Exercise brief: According to the blog post about cultural blind spots in worldbuilding, where did the writer see the post that prompted these thoughts?

Reading text:
* start *
The things you don't see until someone points it out.

Just saw an interesting post on The Feminist SF Blog that draws attention to one of those little cultural blind spots that are really useful in worldbuilding. You know, the kind of thing everyone takes for granted, so when they read about another culture (real or fictional) that does it differently they're all like "whoa."

In this particular case, it starts off by noting that female reproductive parts et al. tend to be named after male doctors, scientists and so on. It got me thinking less about the patriarchy of it all (since, one presumes, as gender becomes more equitably represented in the sciences, the number of female eponyms will likewise increase) but about the narcissism of it all. The fact that science is rife with terms originating with individual people seems an interesting quirk, and it would imply something very "other" about a society that doesn't do so.


Rob said...

Interesting, especially in the concept of world building.
* end *
Point placement records:
* start *
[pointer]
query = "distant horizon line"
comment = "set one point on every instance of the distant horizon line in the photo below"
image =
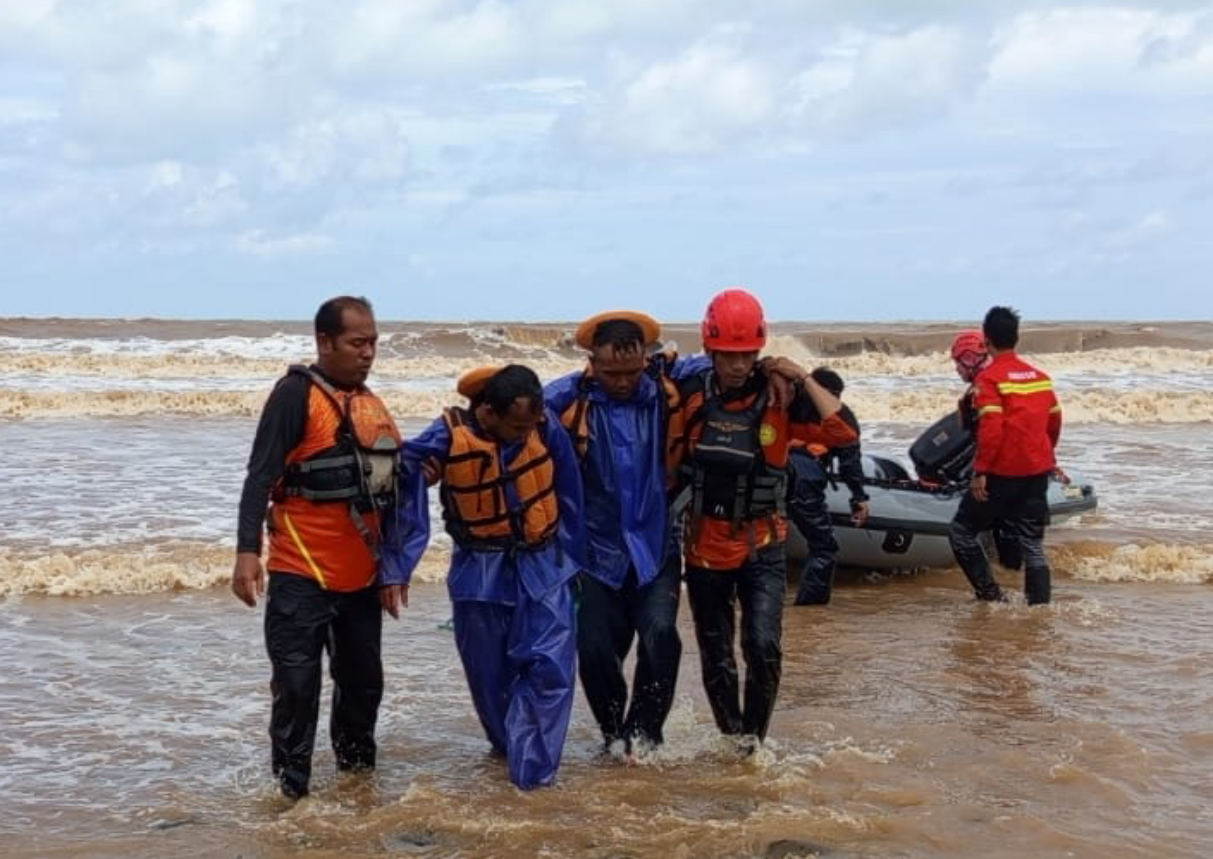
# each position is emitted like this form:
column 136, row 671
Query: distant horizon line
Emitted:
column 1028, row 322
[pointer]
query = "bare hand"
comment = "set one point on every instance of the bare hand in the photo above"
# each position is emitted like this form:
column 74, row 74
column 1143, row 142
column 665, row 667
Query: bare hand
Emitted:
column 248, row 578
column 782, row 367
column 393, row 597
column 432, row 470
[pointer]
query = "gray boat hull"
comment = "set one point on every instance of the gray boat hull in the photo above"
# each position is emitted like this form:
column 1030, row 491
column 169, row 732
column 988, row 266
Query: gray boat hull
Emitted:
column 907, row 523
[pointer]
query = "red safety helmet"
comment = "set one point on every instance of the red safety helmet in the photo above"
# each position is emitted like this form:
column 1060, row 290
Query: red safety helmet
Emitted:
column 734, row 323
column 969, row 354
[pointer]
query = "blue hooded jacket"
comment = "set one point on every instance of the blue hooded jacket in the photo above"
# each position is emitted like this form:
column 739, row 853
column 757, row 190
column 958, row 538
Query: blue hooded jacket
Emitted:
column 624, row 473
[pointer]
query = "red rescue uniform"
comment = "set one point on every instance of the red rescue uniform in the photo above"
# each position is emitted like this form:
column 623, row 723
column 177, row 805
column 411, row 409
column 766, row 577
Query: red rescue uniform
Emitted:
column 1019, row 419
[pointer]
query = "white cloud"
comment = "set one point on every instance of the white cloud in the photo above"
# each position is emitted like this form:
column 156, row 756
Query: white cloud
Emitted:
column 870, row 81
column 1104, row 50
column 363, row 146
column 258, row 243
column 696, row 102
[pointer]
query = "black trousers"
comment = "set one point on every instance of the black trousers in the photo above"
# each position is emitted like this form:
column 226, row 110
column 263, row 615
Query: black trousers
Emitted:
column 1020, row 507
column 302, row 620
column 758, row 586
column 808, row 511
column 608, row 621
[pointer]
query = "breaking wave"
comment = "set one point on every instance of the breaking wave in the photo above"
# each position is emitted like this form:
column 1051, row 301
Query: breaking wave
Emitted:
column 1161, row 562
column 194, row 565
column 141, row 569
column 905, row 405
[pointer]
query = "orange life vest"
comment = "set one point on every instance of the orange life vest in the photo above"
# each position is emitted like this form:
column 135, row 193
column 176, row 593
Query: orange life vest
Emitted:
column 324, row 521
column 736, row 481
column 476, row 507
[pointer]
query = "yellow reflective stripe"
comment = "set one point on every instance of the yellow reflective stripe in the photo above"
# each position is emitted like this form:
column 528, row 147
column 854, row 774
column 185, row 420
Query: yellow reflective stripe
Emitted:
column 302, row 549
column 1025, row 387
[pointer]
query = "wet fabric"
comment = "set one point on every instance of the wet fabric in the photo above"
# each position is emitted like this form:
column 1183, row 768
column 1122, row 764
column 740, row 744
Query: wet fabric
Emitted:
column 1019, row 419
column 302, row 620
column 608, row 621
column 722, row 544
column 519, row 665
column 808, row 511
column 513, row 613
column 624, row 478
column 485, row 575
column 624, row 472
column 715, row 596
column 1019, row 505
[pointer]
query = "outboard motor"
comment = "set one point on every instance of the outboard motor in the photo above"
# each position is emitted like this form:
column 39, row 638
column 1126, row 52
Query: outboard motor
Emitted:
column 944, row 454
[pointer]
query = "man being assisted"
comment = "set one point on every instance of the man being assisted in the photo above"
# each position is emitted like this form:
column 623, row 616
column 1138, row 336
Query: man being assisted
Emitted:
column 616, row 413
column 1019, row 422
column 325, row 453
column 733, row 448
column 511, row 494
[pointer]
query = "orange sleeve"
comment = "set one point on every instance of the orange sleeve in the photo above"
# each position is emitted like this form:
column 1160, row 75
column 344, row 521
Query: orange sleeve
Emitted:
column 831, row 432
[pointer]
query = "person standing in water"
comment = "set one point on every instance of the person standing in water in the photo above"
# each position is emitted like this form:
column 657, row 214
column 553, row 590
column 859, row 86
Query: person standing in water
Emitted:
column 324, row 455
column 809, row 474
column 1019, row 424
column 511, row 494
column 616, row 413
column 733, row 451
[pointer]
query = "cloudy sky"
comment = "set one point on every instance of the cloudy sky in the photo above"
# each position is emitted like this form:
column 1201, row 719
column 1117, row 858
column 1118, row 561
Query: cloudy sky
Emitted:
* end *
Exercise response: On The Feminist SF Blog.